- [Text section]:

[Start of Attachment]

Here we go, kids!
A President in doubt, a stealth fighter loose, and Habib is everywhere!
It's 11pm. Here we go.
11pm: They're still alive; but fading fast.
1103pm: 5500 feet.
1104pm: It's down.
1105pm: Jack pulls strings with his knowledge at DC.
1105pm: Barney Fife gets the news.
1105pm: Maybe he's not so Barney. That other guy smelt to high heaven.
1108pm: Dad wants Jack to recover the football. The nuclear football.
1108pm: The ending of Jack and Audrey continues. Audrey doesn't have "the gift".
1109pm: Dotting couple looking to copulate are about to be interrupted.
1110pm: They should've stayed in the tent to do their intended purpose.
1111pm: "Hey, Ellie, this doesn't say "US Air!""
1112pm: Triple X (whoever he is) can't protect the President! He's already down!!!
1112pm: Sorry, I'm getting my fantasy Hollywood stories mixed up.
1113pm: Oh, dear, those lovey dovey Wal-Mart smile people. I bet they make those smile stickers during a weekend in a tent in the desert.
1116pm: Old man gotta fess up to his mating with Michelle. She still loves Antonio?
1117pm: Rescue's there, according to Chloe. Who's alive? Well, the Prez is. But his son is not. That sucks.
1118pm: Ut oh, maybe he is Barney. C'mon dude, 25th Amendment time! Oh, they didn't tell you about that at the convention???
1118pm: Do NOT trust baldy!!
1119pm: Meanwhile, back on Lovers Lane.....oh c'mon, this guy doesn't know what it is! He's too stressed about work, for heaven's sake.
1120pm: Good call, Jack. Good call. Oh, now Jack talks to Jason. (Good news, Jason is married to the woman in the desert.)
1121pm: Ut oh. Headlights. Ooops.
1121pm: Well, I guess Habib Marwan isn't in the alleys anymore.
1122pm: Jack Bauer presents, "Saving America with a Compass". After all, what good is a nation without a good sense of direction?
1123pm: Oh, great. The nuclear hopes of the world are with a stressed guy trying to do it in the desert with his wife.
1124pm: Yep, Marwan's not in the alley anymore.
1125pm: Jack's number doesn't have "555" in it? What?? Maybe it's his REAL number?
Let's try it! Just kidding.
1127pm: Marwan trying to intercept the football. Sorry, couldn't resist.
NOTE: For heaven's sakes, GET THE SIMPLE LIFE OFF THE AIR!!!
Oh, my local Fox affiliate is now conducting their weekly stupidity test. Plenty of dead air. Get me back to "24" late and you're doomed!!!!!!!!!!!!!!
We're at the bottom of the hour.
Jack is in flight.
Marwan is on ground.
The prez is critical.
Michelle sure looks pretty when she's stressed.
They're late!!!!! Unacceptable!!!!!!
1131pm: Schematics downloaded; where do we go from here??
1132pm: If I'm a terrorist this close to the nuclear football, don't I RUN INTO THE BUILDING TO FIND THEM???!!!????
1133pm: Shots are fired. The couple looks like a PTO twosome at a PTA lynching.

[End of Attachment]

Saved entries:
[Start of Attachment]

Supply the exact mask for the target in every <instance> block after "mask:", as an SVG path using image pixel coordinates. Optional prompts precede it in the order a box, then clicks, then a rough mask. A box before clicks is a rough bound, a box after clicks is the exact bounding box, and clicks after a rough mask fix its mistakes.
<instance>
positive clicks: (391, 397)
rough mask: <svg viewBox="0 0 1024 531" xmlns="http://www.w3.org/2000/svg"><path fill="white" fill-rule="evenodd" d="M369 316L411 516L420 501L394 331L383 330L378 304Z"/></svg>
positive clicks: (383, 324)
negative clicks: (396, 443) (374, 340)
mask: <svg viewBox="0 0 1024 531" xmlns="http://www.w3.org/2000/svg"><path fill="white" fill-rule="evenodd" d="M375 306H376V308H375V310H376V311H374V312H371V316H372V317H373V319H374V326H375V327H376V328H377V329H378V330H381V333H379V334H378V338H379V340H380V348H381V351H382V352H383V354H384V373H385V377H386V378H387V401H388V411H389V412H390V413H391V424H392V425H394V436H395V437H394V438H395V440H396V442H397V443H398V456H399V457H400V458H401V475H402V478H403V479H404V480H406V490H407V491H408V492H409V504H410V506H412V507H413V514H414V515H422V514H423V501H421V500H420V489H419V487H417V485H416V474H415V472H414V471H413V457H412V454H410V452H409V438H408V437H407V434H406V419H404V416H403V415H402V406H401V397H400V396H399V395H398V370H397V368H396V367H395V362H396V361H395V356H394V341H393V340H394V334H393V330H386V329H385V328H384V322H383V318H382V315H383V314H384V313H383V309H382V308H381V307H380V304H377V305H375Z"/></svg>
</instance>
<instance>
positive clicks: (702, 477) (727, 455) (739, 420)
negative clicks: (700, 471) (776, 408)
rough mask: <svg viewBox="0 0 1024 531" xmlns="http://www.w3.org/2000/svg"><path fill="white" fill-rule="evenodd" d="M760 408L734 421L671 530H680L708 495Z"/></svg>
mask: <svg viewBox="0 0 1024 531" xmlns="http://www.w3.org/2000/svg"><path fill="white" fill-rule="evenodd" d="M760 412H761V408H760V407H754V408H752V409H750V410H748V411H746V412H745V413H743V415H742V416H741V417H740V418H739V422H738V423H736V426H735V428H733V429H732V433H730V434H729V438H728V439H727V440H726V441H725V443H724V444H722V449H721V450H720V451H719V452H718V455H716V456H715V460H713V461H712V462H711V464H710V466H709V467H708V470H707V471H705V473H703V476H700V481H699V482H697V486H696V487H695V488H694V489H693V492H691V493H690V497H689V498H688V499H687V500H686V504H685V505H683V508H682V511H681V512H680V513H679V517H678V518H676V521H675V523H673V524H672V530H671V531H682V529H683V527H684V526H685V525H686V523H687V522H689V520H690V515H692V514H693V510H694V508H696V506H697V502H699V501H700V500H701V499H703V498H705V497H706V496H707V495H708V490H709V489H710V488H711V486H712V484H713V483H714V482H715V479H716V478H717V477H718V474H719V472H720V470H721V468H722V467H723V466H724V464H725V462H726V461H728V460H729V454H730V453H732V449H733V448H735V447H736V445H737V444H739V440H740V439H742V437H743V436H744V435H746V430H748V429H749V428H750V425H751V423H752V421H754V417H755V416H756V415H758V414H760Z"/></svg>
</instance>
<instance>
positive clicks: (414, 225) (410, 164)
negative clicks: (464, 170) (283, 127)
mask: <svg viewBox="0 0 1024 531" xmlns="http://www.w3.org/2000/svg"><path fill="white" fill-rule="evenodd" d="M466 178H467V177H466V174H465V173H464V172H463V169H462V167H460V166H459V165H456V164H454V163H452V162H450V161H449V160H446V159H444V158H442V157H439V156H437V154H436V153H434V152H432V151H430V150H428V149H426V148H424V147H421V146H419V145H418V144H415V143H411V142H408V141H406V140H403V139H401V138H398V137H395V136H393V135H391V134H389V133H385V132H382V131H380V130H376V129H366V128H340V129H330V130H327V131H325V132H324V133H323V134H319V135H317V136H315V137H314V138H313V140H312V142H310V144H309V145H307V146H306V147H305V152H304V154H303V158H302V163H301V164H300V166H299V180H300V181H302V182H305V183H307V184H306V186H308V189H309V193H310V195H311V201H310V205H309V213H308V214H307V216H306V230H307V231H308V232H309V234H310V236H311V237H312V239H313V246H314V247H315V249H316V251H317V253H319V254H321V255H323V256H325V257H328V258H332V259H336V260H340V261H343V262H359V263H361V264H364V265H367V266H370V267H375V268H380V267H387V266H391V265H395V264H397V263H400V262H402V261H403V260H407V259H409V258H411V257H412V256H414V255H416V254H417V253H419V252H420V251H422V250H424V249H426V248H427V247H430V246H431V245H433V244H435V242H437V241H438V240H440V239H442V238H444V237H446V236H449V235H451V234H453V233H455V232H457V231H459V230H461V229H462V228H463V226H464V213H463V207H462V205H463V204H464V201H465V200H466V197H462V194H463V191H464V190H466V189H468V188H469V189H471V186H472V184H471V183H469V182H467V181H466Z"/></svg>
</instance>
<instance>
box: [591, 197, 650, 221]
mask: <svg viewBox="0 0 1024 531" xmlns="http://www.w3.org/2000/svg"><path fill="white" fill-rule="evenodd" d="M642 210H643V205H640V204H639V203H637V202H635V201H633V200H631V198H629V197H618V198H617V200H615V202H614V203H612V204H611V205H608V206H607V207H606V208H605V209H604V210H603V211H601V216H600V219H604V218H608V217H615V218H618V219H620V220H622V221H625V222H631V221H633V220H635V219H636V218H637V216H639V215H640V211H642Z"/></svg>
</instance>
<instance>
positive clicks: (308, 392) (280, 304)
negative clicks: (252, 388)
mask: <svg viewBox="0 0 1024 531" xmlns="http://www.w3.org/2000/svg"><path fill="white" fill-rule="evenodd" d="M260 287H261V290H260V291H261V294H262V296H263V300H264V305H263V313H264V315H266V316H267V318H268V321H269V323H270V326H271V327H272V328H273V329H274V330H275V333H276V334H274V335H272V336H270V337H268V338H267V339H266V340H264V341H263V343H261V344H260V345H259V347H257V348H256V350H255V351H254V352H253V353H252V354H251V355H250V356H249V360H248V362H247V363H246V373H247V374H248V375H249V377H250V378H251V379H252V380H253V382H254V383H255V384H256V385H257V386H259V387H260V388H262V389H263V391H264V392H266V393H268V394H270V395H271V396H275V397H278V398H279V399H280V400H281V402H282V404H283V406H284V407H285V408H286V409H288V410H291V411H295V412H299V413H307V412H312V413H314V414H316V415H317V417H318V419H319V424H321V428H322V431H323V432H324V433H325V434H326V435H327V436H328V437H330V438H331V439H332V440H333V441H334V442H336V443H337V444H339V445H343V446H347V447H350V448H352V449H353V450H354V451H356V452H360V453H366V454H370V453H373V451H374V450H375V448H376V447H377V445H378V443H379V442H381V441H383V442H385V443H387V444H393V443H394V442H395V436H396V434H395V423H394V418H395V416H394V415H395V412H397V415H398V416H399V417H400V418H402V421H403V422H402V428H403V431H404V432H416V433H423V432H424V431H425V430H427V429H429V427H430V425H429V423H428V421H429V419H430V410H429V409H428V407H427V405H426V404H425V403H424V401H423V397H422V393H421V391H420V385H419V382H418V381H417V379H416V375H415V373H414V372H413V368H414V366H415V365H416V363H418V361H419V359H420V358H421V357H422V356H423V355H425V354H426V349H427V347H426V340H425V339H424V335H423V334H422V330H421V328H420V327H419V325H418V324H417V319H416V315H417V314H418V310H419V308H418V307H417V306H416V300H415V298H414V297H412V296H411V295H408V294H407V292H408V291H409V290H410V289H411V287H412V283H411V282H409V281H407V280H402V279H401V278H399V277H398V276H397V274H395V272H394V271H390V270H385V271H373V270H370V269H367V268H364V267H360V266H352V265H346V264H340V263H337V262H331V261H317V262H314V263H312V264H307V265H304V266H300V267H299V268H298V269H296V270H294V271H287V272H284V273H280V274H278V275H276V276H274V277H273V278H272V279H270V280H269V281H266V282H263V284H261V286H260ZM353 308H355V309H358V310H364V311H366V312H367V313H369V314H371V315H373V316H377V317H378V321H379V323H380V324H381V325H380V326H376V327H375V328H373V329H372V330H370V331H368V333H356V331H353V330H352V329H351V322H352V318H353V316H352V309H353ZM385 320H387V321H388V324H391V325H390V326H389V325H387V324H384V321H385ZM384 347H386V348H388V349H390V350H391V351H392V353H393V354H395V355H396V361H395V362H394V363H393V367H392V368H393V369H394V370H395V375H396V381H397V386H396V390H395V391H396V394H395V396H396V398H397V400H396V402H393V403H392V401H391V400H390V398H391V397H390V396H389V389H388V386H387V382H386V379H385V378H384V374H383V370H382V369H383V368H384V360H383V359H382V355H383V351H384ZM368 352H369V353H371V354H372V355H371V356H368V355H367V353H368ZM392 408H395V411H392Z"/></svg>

[End of Attachment]

- [Task item]:
Repeat the passage of the live blog on the "24" episode from "1120pm: Good call, Jack." to "the alley anymore." word for word.

- [Solution for this problem]:
1120pm: Good call, Jack. Good call. Oh, now Jack talks to Jason. (Good news, Jason is married to the woman in the desert.)
1121pm: Ut oh. Headlights. Ooops.
1121pm: Well, I guess Habib Marwan isn't in the alleys anymore.
1122pm: Jack Bauer presents, "Saving America with a Compass". After all, what good is a nation without a good sense of direction?
1123pm: Oh, great. The nuclear hopes of the world are with a stressed guy trying to do it in the desert with his wife.
1124pm: Yep, Marwan's not in the alley anymore.